MONUMENT - John Pounder has been a major contributor to high school and college football in Colorado for more than 50 years. His willingness to help young people achieve their dreams and desires is a genuine part of who he is as a coach and mentor.
Earlier this month, his Lewis-Palmer High School freshman team wrapped up an 8-0 season with a dramatic 28-26 victory over Woodland Park. Quarterback Paul Tillitson and receiver Jonathan Scott led the way for the Rangers.
“You could feel the tension,” said Rangers freshman assistant coach Doug Warner. “You could see the pressure on the kids, but John stayed composed. He had been in a lot of these types of situations.”
It wasn’t so long ago that Pounder was a fixture on the sidelines in late November. The head coach at Hinkley High School in Aurora, he led the Thunderbirds to the Class 4A state title in 1997 - a 62-42 victory over Central of Grand Junction. Pounder was the named the CHSAA coach of the year in 1997, as well as Denver Broncos’ coach of the year.
Pounder molded Hinkley into a state power. The Thunderbirds also made the state finals in 1993, and advanced to the semifinals in 1996.

» **MATERIAL SHOWN**:

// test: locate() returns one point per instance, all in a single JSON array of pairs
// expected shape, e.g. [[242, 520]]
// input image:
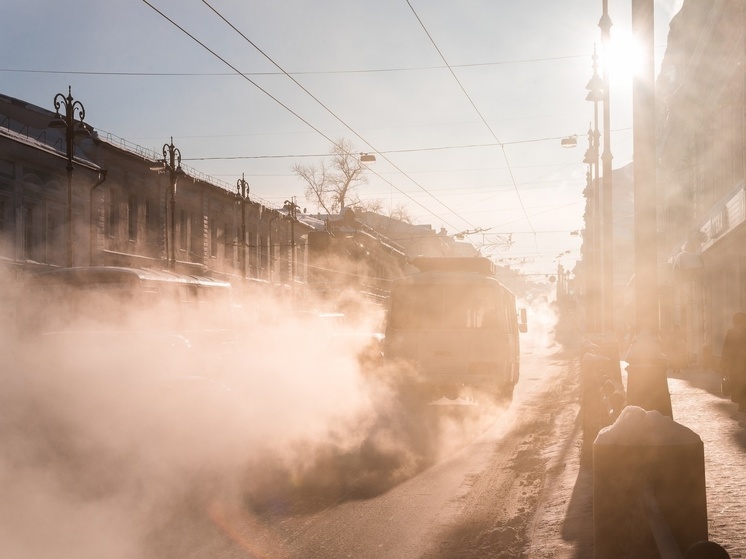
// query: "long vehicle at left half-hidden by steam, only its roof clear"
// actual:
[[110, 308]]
...
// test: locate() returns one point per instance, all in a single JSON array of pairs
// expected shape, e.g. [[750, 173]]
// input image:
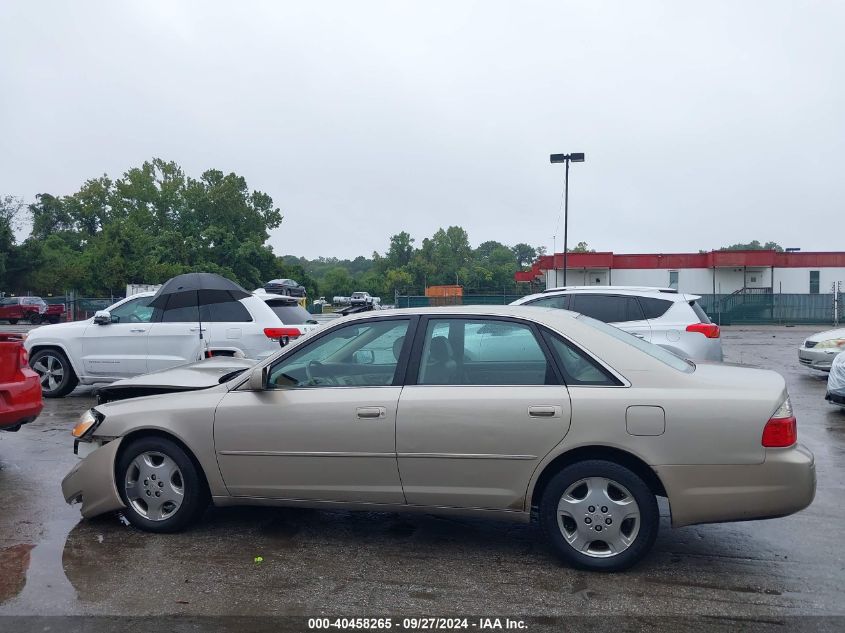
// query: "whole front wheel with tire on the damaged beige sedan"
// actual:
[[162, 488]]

» **PROBLEMS TO WORK ON**:
a - In the article on John Pounder, switch "Thunderbirds" to "Hinkley team" and give again the part that opens with the words containing "It wasn’t so" and closes with "semifinals in 1996.".
b - Please list every person named in the article on John Pounder.
c - Answer these questions from the article on John Pounder.
(i) What record did the Lewis-Palmer High School freshman team finish with?
(ii) What was the score of the 1997 Class 4A state title game?
(iii) At which school in Aurora was Pounder head coach?

» **RESULTS OF THE EXERCISE**:
a -
It wasn’t so long ago that Pounder was a fixture on the sidelines in late November. The head coach at Hinkley High School in Aurora, he led the Hinkley team to the Class 4A state title in 1997 - a 62-42 victory over Central of Grand Junction. Pounder was the named the CHSAA coach of the year in 1997, as well as Denver Broncos’ coach of the year.
Pounder molded Hinkley into a state power. The Hinkley team also made the state finals in 1993, and advanced to the semifinals in 1996.

b -
John Pounder
Paul Tillitson
Jonathan Scott
Doug Warner

c -
(i) 8-0
(ii) 62-42
(iii) Hinkley High School